### Erforderliche Aufgaben
• 1. Bearbeite einen Ausschnitt aus dem Textblock: Beginne bei den Worten "So weit ich" und höre nach den Worten "ohne einander kann." auf. Ersetze dabei "prima" durch "bestens".
• 2. Wofür wird laut dem Textblock das Geld für jedes zehnte ausgelassene Bier zurückgelegt?

----- Textblock

Speiübel ist demnach auch das Motto unseres blind date. Wir leiten das immer mit einem Hochprozentigem am Nachmittag ein und drauf paar lacke Bier. Da redet man dann nicht mehr so viel. Und damit sagt man auch weniger dumme Sachen, wenngleich das nicht wirklich von Bedeutung ist, da wir sonst sofort Plan B einläuten und schnell noch ein paar Schnelle wegkippen. Schnell wegkippen muss man natürlich, sonst kommt es zum gegenteiligen Effekt, dem Gau der Worte und quasselt als stünde man vor dem jüngsten Gericht. Redet sich somit vom ersten Wort an um Kopf und, desshalb auch Hemd, Kragen. Plan C wäre dann der Filmriss, Gott sei's gedankt.

Jedes zehnte Bier lassen wir aus und legen dafür die paar Ocken für eine gemeinsame Spendenleber zurück, die der bekommt, der zuerst umfällt. Das regt den Konsum gleich in zweierlei Hinsicht an. Zum einen hat man dann öfter dezimale Biere, die man auslässt, und damit die Summe für die Leber schneller zusammenkommt. Zum anderen will man natürlich vor dem anderen umfallen, dass man die Leber auch wirklich selbst bekommt.

So weit ich mich erinnere, verstehen wir uns inzwischen prima, was eigentlich unsinnig ist, da man sich Streit weniger am Anfang als am Ende einer Bekanntschaft leisten kann, wenn man miteinander eh schon nicht mehr ohne einander kann.
Ich schreibe vorwiegend, weil ich mir nichts merken kann. So weiss ich, dass wir uns vor rund zwei Jahren zum ersten Mal verabredet hatten. Ich zitiere:
"Hab mir grad mit einer Frau ein Grab gekauft. Ausser bei der Vertragsunterzeichnung haben wir uns nicht mehr gesehen. Aber nach dem Tode sind wir dann sicher vereint. Eine Seelenverwandtschaft. Is schon blöd, wenn's dann emotional schief läuft. Nich so gut für die Ewigkeit."

Geplant war auch eine Heirat postmortem, dass wir schon im Grab noch dem Finanzamt was wegnehmen können, ohne uns jemals gesehen zu haben. Vielleicht ist der Schaden anderer einer der Gründe, warum Menschen kooperieren und sich mögen. Ein echtes Blind Date. Da der Mensch aber menschlich und in seinem Haupttrieb wahnsinnig neugierig ist, haben wir es dann doch getan, anstatt zeitversetzt zur Vertragsunterzeichnung zu erscheinen.

----------
----- Gespeicherte Zeilen

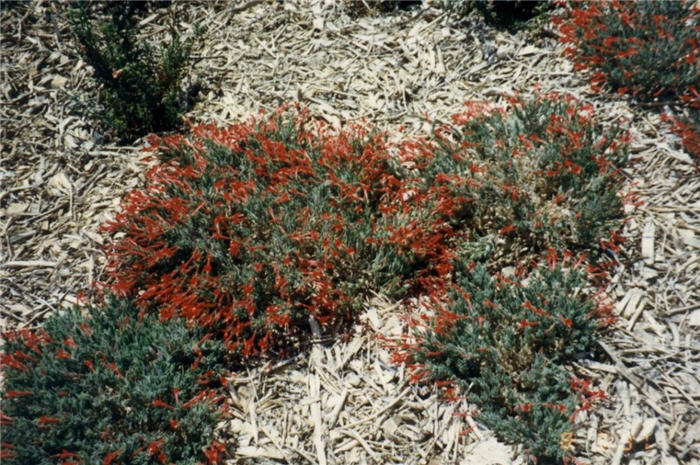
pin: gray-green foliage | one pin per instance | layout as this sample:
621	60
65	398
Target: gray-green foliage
91	383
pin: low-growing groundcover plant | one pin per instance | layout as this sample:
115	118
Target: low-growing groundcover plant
647	49
503	344
141	85
261	230
543	179
254	229
110	385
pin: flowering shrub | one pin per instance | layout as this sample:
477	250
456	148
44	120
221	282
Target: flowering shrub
260	230
649	50
503	344
254	229
521	184
140	86
115	386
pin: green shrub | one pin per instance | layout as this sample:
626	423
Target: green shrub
518	187
503	344
543	174
646	49
141	86
110	385
254	229
511	14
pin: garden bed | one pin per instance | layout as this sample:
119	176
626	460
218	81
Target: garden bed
345	402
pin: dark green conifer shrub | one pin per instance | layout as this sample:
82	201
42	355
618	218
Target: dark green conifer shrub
110	385
504	13
141	85
254	229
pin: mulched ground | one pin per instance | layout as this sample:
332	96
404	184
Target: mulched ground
60	178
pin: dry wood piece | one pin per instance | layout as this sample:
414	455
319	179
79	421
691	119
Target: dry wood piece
61	179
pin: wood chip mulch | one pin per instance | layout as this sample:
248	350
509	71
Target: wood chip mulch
61	178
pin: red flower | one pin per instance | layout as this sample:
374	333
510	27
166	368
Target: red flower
111	456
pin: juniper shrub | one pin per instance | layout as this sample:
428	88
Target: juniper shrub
254	229
502	344
649	50
110	385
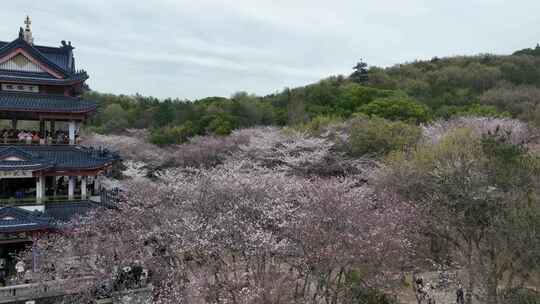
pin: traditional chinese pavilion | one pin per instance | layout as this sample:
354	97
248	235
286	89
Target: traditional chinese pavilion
45	176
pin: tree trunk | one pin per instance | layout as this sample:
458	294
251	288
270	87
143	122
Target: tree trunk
492	280
471	274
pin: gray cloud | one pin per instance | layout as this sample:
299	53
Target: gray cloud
193	49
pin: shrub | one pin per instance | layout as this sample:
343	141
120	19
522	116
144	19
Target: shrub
398	108
379	136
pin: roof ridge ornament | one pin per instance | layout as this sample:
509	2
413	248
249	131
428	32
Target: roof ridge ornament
27	34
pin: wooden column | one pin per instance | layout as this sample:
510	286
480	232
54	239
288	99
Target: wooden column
72	132
54	185
71	187
96	185
83	187
40	188
51	131
42	127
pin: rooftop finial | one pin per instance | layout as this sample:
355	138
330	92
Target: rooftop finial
27	36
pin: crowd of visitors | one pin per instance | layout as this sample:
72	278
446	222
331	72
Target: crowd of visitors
33	137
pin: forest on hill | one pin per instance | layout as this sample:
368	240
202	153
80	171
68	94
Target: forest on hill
416	92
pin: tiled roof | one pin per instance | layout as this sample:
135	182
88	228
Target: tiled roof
13	219
59	59
44	103
61	158
41	78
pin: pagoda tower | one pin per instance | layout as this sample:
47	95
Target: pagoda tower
45	176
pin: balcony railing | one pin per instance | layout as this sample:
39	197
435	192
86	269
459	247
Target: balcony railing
42	142
7	202
106	197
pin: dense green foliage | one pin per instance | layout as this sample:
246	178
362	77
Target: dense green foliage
378	136
485	85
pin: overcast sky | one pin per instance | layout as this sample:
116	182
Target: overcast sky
193	49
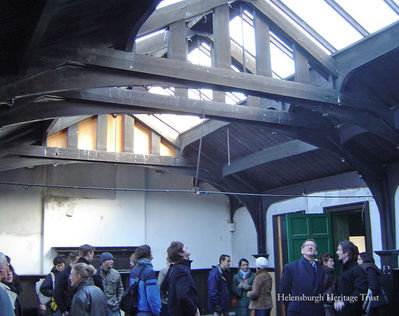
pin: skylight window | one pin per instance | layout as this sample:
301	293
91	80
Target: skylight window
371	14
165	3
238	27
326	21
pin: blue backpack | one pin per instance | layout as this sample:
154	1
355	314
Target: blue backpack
129	300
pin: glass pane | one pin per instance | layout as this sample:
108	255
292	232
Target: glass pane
282	65
165	3
371	14
299	27
328	23
180	123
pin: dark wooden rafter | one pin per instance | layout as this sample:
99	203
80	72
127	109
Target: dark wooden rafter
128	133
377	123
304	25
284	29
365	51
392	4
177	47
270	154
124	69
348	18
221	52
84	155
195	133
41	27
179	11
101	132
263	65
182	105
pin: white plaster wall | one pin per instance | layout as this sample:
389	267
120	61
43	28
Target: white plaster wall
244	237
199	221
20	232
313	205
135	218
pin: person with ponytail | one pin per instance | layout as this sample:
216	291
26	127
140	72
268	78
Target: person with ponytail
88	299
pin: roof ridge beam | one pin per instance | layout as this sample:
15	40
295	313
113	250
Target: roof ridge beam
172	71
294	35
179	11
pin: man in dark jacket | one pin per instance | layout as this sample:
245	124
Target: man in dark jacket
301	285
62	294
180	286
219	287
86	253
47	287
351	283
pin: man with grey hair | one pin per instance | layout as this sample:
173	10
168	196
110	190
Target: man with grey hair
6	306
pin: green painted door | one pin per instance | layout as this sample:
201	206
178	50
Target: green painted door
301	227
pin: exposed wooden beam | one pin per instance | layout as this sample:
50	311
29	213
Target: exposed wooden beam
102	122
128	133
304	25
73	136
83	155
179	11
218	110
392	4
277	152
280	24
46	15
348	18
365	51
136	66
16	162
202	130
65	122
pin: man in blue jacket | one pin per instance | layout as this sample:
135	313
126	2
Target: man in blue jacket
301	284
219	287
149	300
6	307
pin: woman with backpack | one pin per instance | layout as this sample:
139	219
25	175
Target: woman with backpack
88	299
149	300
242	284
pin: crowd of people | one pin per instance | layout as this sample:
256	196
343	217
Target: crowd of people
308	286
313	287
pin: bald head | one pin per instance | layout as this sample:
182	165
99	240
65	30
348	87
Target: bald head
3	266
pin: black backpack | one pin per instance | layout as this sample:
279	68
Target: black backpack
129	300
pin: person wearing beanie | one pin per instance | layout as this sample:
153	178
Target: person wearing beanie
219	287
242	283
302	284
112	283
260	295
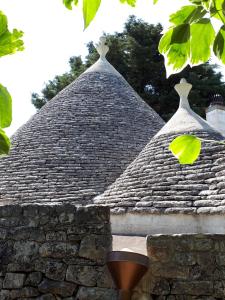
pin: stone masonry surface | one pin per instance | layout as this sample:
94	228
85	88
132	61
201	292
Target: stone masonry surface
53	252
184	267
78	143
155	183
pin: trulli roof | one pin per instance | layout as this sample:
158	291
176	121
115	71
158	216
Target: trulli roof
80	141
155	183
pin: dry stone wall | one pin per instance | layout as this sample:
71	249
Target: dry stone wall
184	267
54	252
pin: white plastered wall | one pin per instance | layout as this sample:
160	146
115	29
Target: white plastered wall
216	118
144	224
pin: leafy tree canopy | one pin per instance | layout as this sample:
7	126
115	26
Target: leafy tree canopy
10	42
192	36
134	53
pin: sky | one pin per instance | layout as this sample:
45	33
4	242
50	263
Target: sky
52	34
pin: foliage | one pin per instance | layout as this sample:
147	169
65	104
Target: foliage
191	38
186	148
134	54
90	8
10	42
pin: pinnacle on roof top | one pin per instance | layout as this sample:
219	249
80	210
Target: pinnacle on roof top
102	48
183	89
102	65
185	119
217	99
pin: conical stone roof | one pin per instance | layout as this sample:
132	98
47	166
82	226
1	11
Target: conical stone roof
156	187
80	141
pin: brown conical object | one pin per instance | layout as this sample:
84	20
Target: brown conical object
126	268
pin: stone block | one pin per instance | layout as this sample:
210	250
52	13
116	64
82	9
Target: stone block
59	236
60	288
46	297
82	275
4	295
26	292
55	270
161	287
104	279
58	250
14	281
195	288
161	254
33	279
95	247
25	251
93	293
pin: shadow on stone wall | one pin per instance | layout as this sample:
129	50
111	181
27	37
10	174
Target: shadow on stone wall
54	252
184	267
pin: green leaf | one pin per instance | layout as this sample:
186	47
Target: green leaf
219	44
217	10
175	46
68	3
10	42
90	8
3	23
186	148
5	107
187	14
4	143
202	38
132	2
196	2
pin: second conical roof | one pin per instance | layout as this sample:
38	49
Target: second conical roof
155	183
79	142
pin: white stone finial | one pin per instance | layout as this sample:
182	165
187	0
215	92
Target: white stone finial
183	89
101	47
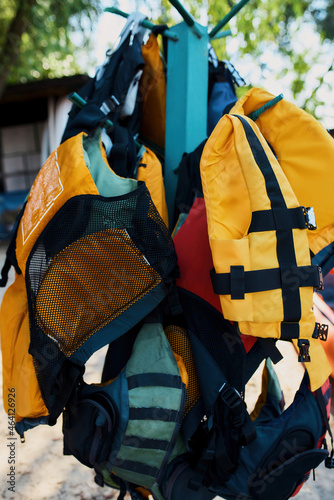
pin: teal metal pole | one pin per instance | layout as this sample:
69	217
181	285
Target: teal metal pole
186	105
222	34
227	18
188	18
146	23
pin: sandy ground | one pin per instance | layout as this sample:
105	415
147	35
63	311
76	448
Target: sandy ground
42	472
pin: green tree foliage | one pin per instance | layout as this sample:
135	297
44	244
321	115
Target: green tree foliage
276	26
35	37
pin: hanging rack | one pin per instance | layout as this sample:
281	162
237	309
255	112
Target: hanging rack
227	18
187	88
146	23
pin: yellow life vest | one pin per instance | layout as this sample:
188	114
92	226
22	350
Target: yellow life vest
95	258
258	237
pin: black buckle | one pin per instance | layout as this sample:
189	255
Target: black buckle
310	221
320	332
230	395
320	286
304	355
329	461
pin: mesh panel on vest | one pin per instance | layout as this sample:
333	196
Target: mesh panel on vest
80	293
95	259
180	344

----------

### Antworten je Aufgabe
• 1.
So weit ich mich erinnere, verstehen wir uns inzwischen bestens, was eigentlich unsinnig ist, da man sich Streit weniger am Anfang als am Ende einer Bekanntschaft leisten kann, wenn man miteinander eh schon nicht mehr ohne einander kann.

• 2. Für eine gemeinsame Spendenleber, die derjenige bekommt, der zuerst umfällt.